## EXCERPTED TEXT

=== Section Start ===

Background information
- Origin: Tokyo, Japan
- Genres: Noise; industrial; ambient; free improvisation;
- Works: Masami Akita discography
- Years active: 1979–present
- Labels: Lowest Music & Arts; ZSF Produkt; Alchemy; Alien8; Blossoming Noise; Cold Spring; Dirter Promotions; Extreme; Important; Relapse; RRR; Soleilmoon; Tzadik;
- Members: Masami Akita
- Past members: Kiyoshi Mizutani; Reiko Azuma; Tetsuo Sakaibara;
- Website: www.merzbow.net

= Merzbow =

Japanese noise project

Merzbow (メルツバウ, Merutsubau) is a Japanese noise project started in 1979 by Masami Akita, best known for a style of harsh noise music. Since 1980, Akita has released over 500 recordings and collaborated with numerous artists.

=== Section End ===

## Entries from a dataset

=== Section Start ===

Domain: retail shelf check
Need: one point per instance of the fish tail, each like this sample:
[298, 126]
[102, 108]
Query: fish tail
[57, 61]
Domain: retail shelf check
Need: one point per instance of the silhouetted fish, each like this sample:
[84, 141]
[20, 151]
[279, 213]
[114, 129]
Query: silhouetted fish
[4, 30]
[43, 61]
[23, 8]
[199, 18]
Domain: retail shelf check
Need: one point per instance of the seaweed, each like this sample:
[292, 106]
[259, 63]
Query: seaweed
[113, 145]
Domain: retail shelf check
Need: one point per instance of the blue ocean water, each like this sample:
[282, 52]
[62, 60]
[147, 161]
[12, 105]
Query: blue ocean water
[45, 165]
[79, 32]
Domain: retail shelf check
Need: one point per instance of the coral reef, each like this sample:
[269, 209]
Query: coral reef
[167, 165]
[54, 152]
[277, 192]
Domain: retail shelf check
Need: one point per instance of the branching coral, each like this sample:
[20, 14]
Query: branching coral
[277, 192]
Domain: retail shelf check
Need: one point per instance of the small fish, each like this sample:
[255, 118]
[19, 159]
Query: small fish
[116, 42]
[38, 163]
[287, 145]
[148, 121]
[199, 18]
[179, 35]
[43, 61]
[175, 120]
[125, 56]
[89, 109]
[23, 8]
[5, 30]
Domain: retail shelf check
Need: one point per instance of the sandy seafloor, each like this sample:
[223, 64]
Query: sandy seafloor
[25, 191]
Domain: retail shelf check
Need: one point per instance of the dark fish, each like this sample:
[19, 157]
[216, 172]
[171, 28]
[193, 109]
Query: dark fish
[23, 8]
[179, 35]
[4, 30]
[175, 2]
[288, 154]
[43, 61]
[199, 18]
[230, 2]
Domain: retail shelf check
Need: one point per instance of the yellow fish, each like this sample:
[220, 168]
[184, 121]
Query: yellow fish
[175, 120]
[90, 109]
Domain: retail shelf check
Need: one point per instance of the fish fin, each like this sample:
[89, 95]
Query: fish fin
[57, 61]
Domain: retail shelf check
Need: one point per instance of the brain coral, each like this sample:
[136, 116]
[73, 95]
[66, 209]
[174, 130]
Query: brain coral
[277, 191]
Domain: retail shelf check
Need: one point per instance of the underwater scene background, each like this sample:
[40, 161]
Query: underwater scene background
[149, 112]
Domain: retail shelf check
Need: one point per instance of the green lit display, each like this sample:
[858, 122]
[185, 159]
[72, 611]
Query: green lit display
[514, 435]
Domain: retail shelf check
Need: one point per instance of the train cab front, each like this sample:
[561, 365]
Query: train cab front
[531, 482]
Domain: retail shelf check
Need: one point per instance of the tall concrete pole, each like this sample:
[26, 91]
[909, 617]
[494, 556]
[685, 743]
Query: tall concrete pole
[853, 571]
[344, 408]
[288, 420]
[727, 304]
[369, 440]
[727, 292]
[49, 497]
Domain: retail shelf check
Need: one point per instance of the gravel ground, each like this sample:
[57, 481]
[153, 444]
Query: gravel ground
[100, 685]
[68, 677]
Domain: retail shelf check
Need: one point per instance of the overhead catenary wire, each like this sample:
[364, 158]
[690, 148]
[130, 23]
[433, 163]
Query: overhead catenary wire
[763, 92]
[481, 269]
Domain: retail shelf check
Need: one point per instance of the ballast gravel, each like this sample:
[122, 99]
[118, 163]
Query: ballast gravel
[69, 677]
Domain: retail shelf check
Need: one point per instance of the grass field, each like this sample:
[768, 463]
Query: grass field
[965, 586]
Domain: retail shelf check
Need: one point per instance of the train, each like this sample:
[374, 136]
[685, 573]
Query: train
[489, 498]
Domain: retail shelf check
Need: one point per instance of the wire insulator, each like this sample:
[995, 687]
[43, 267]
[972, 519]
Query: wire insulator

=== Section End ===

## STUDY QUESTIONS
A - Repeat the Merzbow excerpt word for word from "Merzbow (メルツバウ, Merutsubau)" to "with numerous artists.".
B - According to the Merzbow excerpt, how many recordings has Akita released since 1980?
C - Take the Merzbow text further, starting after its final sentence.

## ANSWERS FOR THE EXERCISE
A -
Merzbow (メルツバウ, Merutsubau) is a Japanese noise project started in 1979 by Masami Akita, best known for a style of harsh noise music. Since 1980, Akita has released over 500 recordings and collaborated with numerous artists.

B - Over 500 recordings.

C -
The name Merzbow comes from the German dada artist Kurt Schwitters' artwork Merzbau, in which Schwitters transformed the interior of his house using found objects. The name was chosen to reflect Akita's dada influence and junk art aesthetic. In addition to this, Akita has cited a wide range of musical influences from progressive rock, heavy metal, free jazz, and early electronic music to non-musical influences like dadaism, surrealism and fetish culture. Since the early 2000s, he has been inspired by animal rights and environmentalism, and began to follow a vegan, straight edge lifestyle.

In addition to being a prolific musician, he has been a writer and editor for several books and magazines in Japan, and has written several books of his own. He has written about a variety of subjects, mostly about music, modern art, and underground culture. His more renowned works were on the topics of BDSM and Japanese bondage. Other art forms Akita has been interested in include painting, photography, filmmaking, and Butoh dance.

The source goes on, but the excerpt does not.